## begin Information shown
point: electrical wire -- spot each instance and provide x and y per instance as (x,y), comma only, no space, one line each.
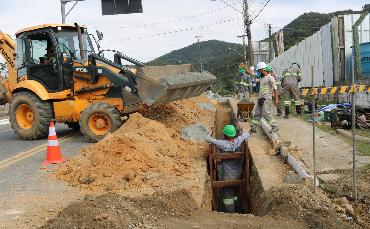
(172,20)
(180,30)
(267,2)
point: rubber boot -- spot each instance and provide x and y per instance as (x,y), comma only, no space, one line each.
(298,109)
(310,107)
(230,208)
(286,112)
(278,111)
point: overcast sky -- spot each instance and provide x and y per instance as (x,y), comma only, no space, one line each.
(153,33)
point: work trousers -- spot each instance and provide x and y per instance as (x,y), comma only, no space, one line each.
(291,92)
(230,197)
(263,111)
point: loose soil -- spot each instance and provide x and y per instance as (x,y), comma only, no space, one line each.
(157,211)
(145,156)
(178,115)
(343,188)
(146,176)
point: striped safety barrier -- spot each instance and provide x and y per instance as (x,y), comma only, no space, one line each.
(335,90)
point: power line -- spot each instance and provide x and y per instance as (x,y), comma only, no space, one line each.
(180,30)
(233,7)
(172,20)
(261,10)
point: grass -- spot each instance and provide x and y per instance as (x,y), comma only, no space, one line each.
(362,148)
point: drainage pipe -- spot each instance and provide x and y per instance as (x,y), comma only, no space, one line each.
(297,166)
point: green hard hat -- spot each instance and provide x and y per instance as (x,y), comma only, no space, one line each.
(268,68)
(230,131)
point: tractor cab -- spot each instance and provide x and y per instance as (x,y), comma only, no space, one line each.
(46,54)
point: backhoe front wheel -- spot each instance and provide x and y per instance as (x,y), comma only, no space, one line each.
(30,116)
(98,120)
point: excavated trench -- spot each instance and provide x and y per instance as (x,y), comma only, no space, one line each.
(226,114)
(174,198)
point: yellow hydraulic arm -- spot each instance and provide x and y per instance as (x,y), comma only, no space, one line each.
(7,50)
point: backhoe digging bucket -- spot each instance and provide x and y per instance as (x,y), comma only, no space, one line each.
(162,84)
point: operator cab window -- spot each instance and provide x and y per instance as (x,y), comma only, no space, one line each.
(42,60)
(39,43)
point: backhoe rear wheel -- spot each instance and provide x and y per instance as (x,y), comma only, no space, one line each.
(30,116)
(98,120)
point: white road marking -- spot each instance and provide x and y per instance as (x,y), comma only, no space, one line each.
(4,121)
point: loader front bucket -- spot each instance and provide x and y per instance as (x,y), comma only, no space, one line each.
(162,84)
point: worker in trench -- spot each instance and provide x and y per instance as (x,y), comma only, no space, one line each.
(263,108)
(231,168)
(289,82)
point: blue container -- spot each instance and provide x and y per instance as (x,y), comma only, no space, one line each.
(365,58)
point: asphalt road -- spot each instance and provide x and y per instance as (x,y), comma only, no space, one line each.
(20,160)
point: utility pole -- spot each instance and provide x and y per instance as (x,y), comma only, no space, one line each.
(244,48)
(200,54)
(63,4)
(270,42)
(247,28)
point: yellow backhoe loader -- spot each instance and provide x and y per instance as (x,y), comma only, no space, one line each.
(54,73)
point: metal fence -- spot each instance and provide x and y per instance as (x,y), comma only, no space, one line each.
(329,51)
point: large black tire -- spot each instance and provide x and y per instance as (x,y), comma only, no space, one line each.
(100,112)
(42,113)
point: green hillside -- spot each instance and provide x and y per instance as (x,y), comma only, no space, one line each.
(218,57)
(306,25)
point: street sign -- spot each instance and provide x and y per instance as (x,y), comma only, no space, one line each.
(112,7)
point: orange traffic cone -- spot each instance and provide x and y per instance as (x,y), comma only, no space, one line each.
(53,154)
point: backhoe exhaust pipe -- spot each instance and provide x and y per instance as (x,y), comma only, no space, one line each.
(80,44)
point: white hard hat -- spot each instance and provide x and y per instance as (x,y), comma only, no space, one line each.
(261,65)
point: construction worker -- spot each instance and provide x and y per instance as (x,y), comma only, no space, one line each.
(279,107)
(241,85)
(231,168)
(289,82)
(264,103)
(251,80)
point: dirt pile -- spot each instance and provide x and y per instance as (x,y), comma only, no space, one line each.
(142,157)
(343,188)
(115,211)
(299,202)
(145,156)
(178,115)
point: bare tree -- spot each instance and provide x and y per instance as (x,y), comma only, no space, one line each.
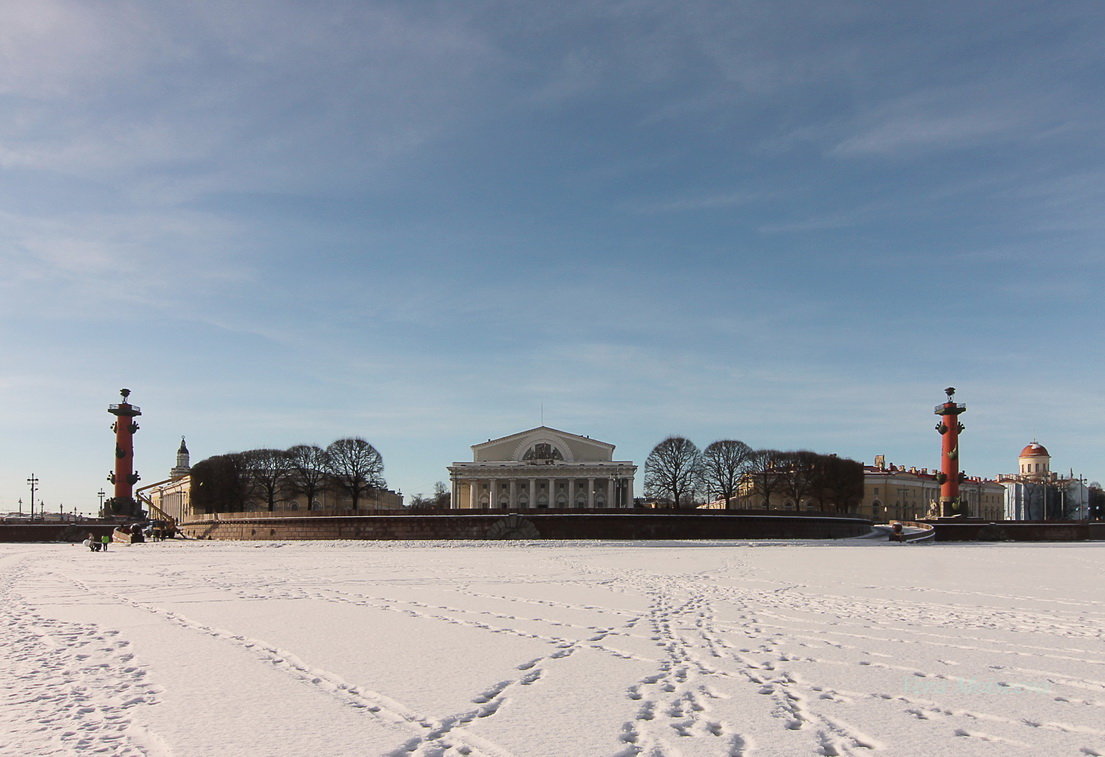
(673,471)
(799,474)
(307,472)
(442,496)
(220,484)
(355,466)
(765,472)
(269,474)
(838,482)
(723,464)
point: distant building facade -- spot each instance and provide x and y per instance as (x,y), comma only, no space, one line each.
## end Information shown
◆ The task: In your copy of the listing above, reproduce each line exactly and omit all pictures.

◆ Solution:
point: electrical wire -- spot each instance and provide x and y per instance as (x,y), comma only, no space, one line each.
(172,20)
(180,30)
(267,2)
point: rubber boot -- spot each instance and provide x and y per instance as (x,y), comma only, no space, one line each.
(298,109)
(310,107)
(230,208)
(286,112)
(278,111)
point: overcast sky -- spot each instance and provide x and y per instance as (x,y), comma only, no space, one line each.
(153,33)
point: work trousers -- spot each instance and provide x and y per instance as (x,y), comma only, no space, one line each.
(291,92)
(230,197)
(263,111)
point: loose soil -- spot each instance and provide x and y per instance as (x,y), comma only, no space, one line each.
(157,211)
(145,156)
(178,115)
(343,188)
(146,176)
point: striped safety barrier -- spot each instance and provide x and y per instance as (x,y), comma only, no space, one line each.
(335,90)
point: power line -- spot each instance and provide x and y per instance as (x,y), comma only, no space, one line each.
(180,30)
(233,7)
(172,20)
(261,10)
point: grass -- spot each instance and provide x and y per instance as (x,y), comma only, no space, one line each.
(362,148)
point: drainage pipe -- spot each instance and provide x and y per instance as (x,y), comma only, no space, one line each.
(297,166)
point: green hard hat -- spot each instance and provide x and y per instance as (x,y), comma only, no space, one line each.
(268,68)
(230,131)
point: tractor cab -- spot each instance and provide x and y per instance as (x,y), comma only, no space, one line each.
(46,54)
point: backhoe front wheel -- spot each instance and provide x and y per instance as (x,y), comma only, no space, one line each.
(30,116)
(98,120)
point: excavated trench -- spot each instance and provide x and y per instance as (x,y), comma only, no space, one line each.
(226,114)
(174,198)
point: yellow hydraulic arm -- spot each instance and provide x and y per instance as (x,y), comma only, no space, one line each.
(7,50)
point: backhoe digging bucket -- spot each instance and provide x and y per instance as (x,y), comma only, no space, one line each.
(162,84)
point: operator cab window -- spot each instance and provide x and y per instance as (x,y), comma only, no space, one line each.
(42,60)
(39,43)
point: backhoe rear wheel -- spot each instance and provide x and y per instance as (x,y), comma only, no space, one line each.
(30,116)
(98,120)
point: white road marking -- spot each instance and provide x and y per instance as (x,y), comma only, no space, one line each.
(4,121)
point: loader front bucket -- spot each instance and provide x and y per instance as (x,y), comma only, no space, one line each.
(162,84)
point: worker in trench -- spot each instance and provide x and y per instance as (x,y), comma only, no space, one line each.
(263,108)
(231,168)
(289,82)
point: blue container -- spot each instance and provide x and y per instance as (x,y), comma only, no space, one line each.
(365,58)
point: asphalt road -- spot each instance and provide x and y per instance as (x,y), comma only, no space, one line each.
(20,160)
point: utility pole -- spot each instance and provide x and y per instance as (x,y), comma only, no space, one line each.
(244,48)
(200,54)
(63,4)
(270,42)
(247,28)
point: yellow backhoe loader -- spot each instance and provide x and y per instance as (x,y), comma only, no space, one line each.
(54,73)
point: metal fence -- spot each instance and provide x and y per instance as (x,y), comma only, no space, one line each.
(329,51)
point: large black tire -- spot each instance and provide x and y per instance as (x,y), comma only, no space, one line each.
(100,112)
(42,113)
point: green hillside -- spot each instance and provide x and y per instance as (x,y), comma only, no space, one line each.
(218,57)
(306,25)
point: street sign -- spot each instance and provide x and y per instance as (x,y), comma only, no space, one line each.
(112,7)
point: orange traffic cone -- spot each instance and provide x and y per instance as (x,y), comma only, no space, one line each.
(53,154)
point: backhoe exhaust pipe -- spot each instance and provide x and y per instance as (x,y), comma only, no space, one line each.
(80,44)
point: white hard hat -- spot each instance and provide x and y per instance as (x,y), comma only, no space, one line each.
(261,65)
point: construction worker -- spot each instance and provide x and y per instance as (x,y), comma only, no space, one line each.
(279,107)
(241,85)
(231,168)
(289,82)
(264,103)
(251,80)
point: dirt pile -- spot each instance and provide x and y per instance as (x,y), comma only, no space, one line each.
(142,157)
(343,188)
(115,211)
(299,202)
(145,156)
(178,115)
point: bare tree -- spot each instance and provide x and y per instance as (x,y), comma only, no space, one line each.
(673,471)
(799,474)
(307,472)
(442,496)
(220,484)
(355,466)
(765,472)
(269,474)
(838,482)
(723,464)
point: distant building facade -- spot each instance and provide x and y per instance as (x,y), comma only, no space, one line each.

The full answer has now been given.